# Sloping garage floor



## Neville (Aug 17, 2011)

Hi all! First time here though I have been lurking a bit! I have a question (which I think I may have answered myself but hope to get some opinions):

I am fortunate enough to have a 3rd stall in my garage walled off (11×22) and am beginning the process of converting it into a workshop. Because it was designed as a garage, the floor slopes towards the garage door - a total of 2" over the 22' length. As far as I can see there are no major bumps or dips in the floor.

I plan to put a workbench including a miter saw station down one long wall, and was wondering whether the benches should be level or follow the slope of the floor. If they are level I will have - of course - a nice level work surface, but I will then have the space underneath the bench differ in height. As I plan to use a lot of storage on wheels, I would have to make all my storage fit underneath the shortest height of the bench.

REQUIRED ACTIONS:
A - Answer these about the sloping garage floor post, one line each:
(i) What are the dimensions of the walled-off third stall?
(ii) By how much does the floor drop over its length, and in which direction?
(iii) What does the poster plan to put along one long wall?
B - Pick up the sloping garage floor post after its last sentence and carry it on in the same voice.
The records come from a separate source and have no connection to the sloping garage floor post.

INFORMATION SHOWN:
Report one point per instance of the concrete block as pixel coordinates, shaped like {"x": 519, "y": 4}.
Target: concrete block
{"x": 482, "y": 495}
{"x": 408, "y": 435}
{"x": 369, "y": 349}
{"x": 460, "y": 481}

RESULTS:
A -
(i) 11×22.
(ii) 2" over the 22' length, sloping toward the garage door.
(iii) A workbench that includes a miter saw station.

B -
Alternatively, I can slope the benches with the floor. I don't think I will notice the 2" slope over 22' (that's about 0.007" per inch on average). This would mean that all my store-under storage could be the same height, and anything I build to the standard 32 1/2" work height would just be level with everything else.

Third alternative: I could level out the floor of course…but that is a lot of work!

Any thoughts appreciated!
Neville


----------



## ChefHDAN (Aug 7, 2010)

Build the work surface level, level will make sense whenever you're doing any other work on the surface for assembly measuring etc. unlevel table will eventually drive you bug$hit somewhere in the future. Under Cab storage can be easily adjusted and that is where you'll not notice the 2" over 22'


----------



## IrreverentJack (Aug 13, 2010)

I wouldn't mess with your floor. When you make your benches, think about equipment/machine/leg levelers . Ebay has some heavier ones. -Jack


----------



## Dark_Lightning (Nov 20, 2009)

2" over 20' is about right- for drainage off concrete, and sloping towards the door, as it should be. Something to consider, if it isn't level,you'll have to adjust all the equipment (like infeed and outfeed tables, or wings) if you move it around the shop. You may want to make the big stuff stationary and properly leveled.


----------



## Manitario (Jul 4, 2010)

2" over 22' is a slope of 0.4%, which translates into a difference of ~1/2 inch between the height of the ends of a 5ft workbench.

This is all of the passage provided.